> **PROBLEM TO SOLVE**:
Resume the passage on memorial wristbands for children killed by distracted driving, picking up right after its final sentence.
BEGIN TEXT EXTRACT
How would you remember your dead child? Many parents whose children have been killed by distracted driving remember their children by creating wristbands in their child’s favorite color.
There is something sad and heart wrenching about a parent giving away wristbands in their child’s favorite color and with their name and dates of birth and death. “Remember my child because he or she is dead and did not get to live anything near a full life. Remember my child because she is not here to live, laugh, cry, love, experience, create and make a difference through her life. Remember my child because the tragedy of her death would be worse if she was also forgotten. Remembering my child helps me as I try to live without her.”
I wear a pink wristband because my daughter Casey’s favorite color was pink. That wristband has her dates: 1988-2009. Casey was killed by a distracted driver, and so many of our children have died and will continue to die because of distracted driving.
END TEXT EXTRACT
BEGIN PROVIDED INFORMATION
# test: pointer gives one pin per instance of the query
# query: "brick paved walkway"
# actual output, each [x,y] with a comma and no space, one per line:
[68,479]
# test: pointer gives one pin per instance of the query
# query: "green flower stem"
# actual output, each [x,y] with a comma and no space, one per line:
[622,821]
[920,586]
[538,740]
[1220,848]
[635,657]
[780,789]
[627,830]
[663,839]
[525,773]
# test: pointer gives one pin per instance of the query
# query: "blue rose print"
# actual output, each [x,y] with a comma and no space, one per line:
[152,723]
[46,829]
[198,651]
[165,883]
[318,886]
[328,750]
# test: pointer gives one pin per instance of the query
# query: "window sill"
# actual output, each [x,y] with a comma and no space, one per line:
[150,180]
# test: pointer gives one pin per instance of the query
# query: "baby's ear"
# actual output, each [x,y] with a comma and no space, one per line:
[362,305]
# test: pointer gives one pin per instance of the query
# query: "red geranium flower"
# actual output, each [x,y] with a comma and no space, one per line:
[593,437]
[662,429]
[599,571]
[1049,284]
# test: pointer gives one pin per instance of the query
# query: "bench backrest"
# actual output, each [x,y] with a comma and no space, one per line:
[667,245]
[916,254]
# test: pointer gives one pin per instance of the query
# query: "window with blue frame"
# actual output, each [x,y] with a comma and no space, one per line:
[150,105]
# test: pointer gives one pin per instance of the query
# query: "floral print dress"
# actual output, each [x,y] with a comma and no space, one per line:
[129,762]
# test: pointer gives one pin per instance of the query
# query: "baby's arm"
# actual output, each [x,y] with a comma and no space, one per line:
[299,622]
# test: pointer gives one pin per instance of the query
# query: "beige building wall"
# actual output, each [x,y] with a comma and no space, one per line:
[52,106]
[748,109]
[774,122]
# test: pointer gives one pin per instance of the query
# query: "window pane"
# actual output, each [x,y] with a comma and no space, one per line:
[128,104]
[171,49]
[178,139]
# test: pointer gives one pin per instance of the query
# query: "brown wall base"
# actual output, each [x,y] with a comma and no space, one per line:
END PROVIDED INFORMATION
> **THE REPLY**:
I also wear wristbands to remember other children killed by distracted driving. For three years, I have traveled across the country speaking to teens and adults, at schools, work places, community events and conferences. I meet other parents whose children are dead because of distracted driving and they give me wristbands to remember their children. On my right wrist are those for the girls — lavender for Katie, Green for Toni and R.J., purple for Heather, orange for Chloe and green for Blaine. On my left the boys — lime-green for Conor, blue and white for Paul, gray for Reece, black for Connor and orange for Owen. Grieving parents, living while our children are dead, struggling to make sense of something that defies explanation, wearing wristbands in our children’s favorite colors; that’s what many of us do after our children are killed.
What can we do to keep our children safe? What can we do so that our children live to bury us?
Studies continue to demonstrate that children are influenced by their parents. Children really do listen to what we say. But they also watch us. The vast majority of students who I speak with tell me that their moms and dads regularly drive distracted with them as passengers. We can keep our children safe by not just telling them to drive distraction-free but by also driving distraction-free ourselves.
Be the driver you want your child to be is sound advice.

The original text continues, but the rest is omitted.